**BRIEF A:**
Answer these questions from the Usenet post below, one answer per line and marked the same way:
(i) In which newsgroup did the post appear?
(ii) In which three Prolog systems is the described setof/bagof behavior said to be intended?
(iii) What is the title of the book in which the Earley deduction interpreter is explained?
— START SELECTED PASSAGE —
Path: utzoo!utgpu!jarvis.csri.toronto.edu!mailrus!purdue!decwrl!labrea!russell!pereira
From: pereira@russell.STANFORD.EDU (Fernando Pereira)
Newsgroups: comp.lang.prolog
Subject: Re: existential quantification in bagof and setof
Keywords: bagof setof quantification
Message-ID: <7413@russell.STANFORD.EDU>
Date: 3 Feb 89 07:34:35 GMT
References: <9150@burdvax.PRC.Unisys.COM>
Reply-To: pereira@russell.UUCP (Fernando Pereira)
Organization: Center for the Study of Language and Information, Stanford U.
Lines: 106

The behavior of setof/bagof that J-F Lang describes is definitely
intended, if undocumented, in DEC-10 Prolog, C-Prolog and Quintus
Prolog. I use it often in fragments of the form

	p(A, S) :- setof(X, A^q(A, X), S)

where A may be bound on call to an arbitrary nonground term and I want
to collect all solutions of q(A, S) regardless of the bindings they
impose on the variables in A. This is particularly useful for
metalogical hacking, as in the simple Earley deduction interpreter
below, which is explained in detail in my book with Stuar Shieber
"Prolog and Natural-Language Analysis"
— END SELECTED PASSAGE —
**BRIEF B:**
Please lay out every line of the outline labeling records below as a Markdown table with the columns Row and Line, numbering the rows and skipping blank lines. Leave the pictures out of your answer.
— START DATA SHOWN —
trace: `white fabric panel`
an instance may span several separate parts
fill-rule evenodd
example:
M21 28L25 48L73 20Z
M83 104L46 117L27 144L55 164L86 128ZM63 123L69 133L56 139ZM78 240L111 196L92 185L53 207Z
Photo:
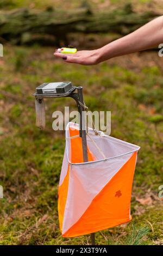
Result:
M131 155L132 153L104 162L70 165L63 234L80 218L93 199Z

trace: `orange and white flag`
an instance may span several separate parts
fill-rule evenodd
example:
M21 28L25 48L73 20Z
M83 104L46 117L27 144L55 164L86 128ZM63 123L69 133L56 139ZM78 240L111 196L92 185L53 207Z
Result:
M67 125L58 191L64 237L92 233L131 220L131 189L140 147L100 131L96 135L90 128L88 134L89 161L84 163L78 125Z

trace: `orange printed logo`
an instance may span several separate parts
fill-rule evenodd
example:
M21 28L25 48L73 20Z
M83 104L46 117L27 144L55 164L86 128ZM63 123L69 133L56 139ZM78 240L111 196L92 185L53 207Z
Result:
M115 193L115 197L120 197L122 196L122 193L121 193L121 190L118 190L116 193Z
— END DATA SHOWN —
**FULL OUTPUT A:**
(i) comp.lang.prolog
(ii) DEC-10 Prolog, C-Prolog and Quintus Prolog
(iii) "Prolog and Natural-Language Analysis"

**FULL OUTPUT B:**
| Row | Line |
|---|---|
| 1 | trace: `white fabric panel` |
| 2 | an instance may span several separate parts |
| 3 | fill-rule evenodd |
| 4 | example: |
| 5 | M21 28L25 48L73 20Z |
| 6 | M83 104L46 117L27 144L55 164L86 128ZM63 123L69 133L56 139ZM78 240L111 196L92 185L53 207Z |
| 7 | Photo: |
| 8 | Result: |
| 9 | M131 155L132 153L104 162L70 165L63 234L80 218L93 199Z |
| 10 | trace: `orange and white flag` |
| 11 | an instance may span several separate parts |
| 12 | fill-rule evenodd |
| 13 | example: |
| 14 | M21 28L25 48L73 20Z |
| 15 | M83 104L46 117L27 144L55 164L86 128ZM63 123L69 133L56 139ZM78 240L111 196L92 185L53 207Z |
| 16 | Result: |
| 17 | M67 125L58 191L64 237L92 233L131 220L131 189L140 147L100 131L96 135L90 128L88 134L89 161L84 163L78 125Z |
| 18 | trace: `orange printed logo` |
| 19 | an instance may span several separate parts |
| 20 | fill-rule evenodd |
| 21 | example: |
| 22 | M21 28L25 48L73 20Z |
| 23 | M83 104L46 117L27 144L55 164L86 128ZM63 123L69 133L56 139ZM78 240L111 196L92 185L53 207Z |
| 24 | Result: |
| 25 | M115 193L115 197L120 197L122 196L122 193L121 193L121 190L118 190L116 193Z |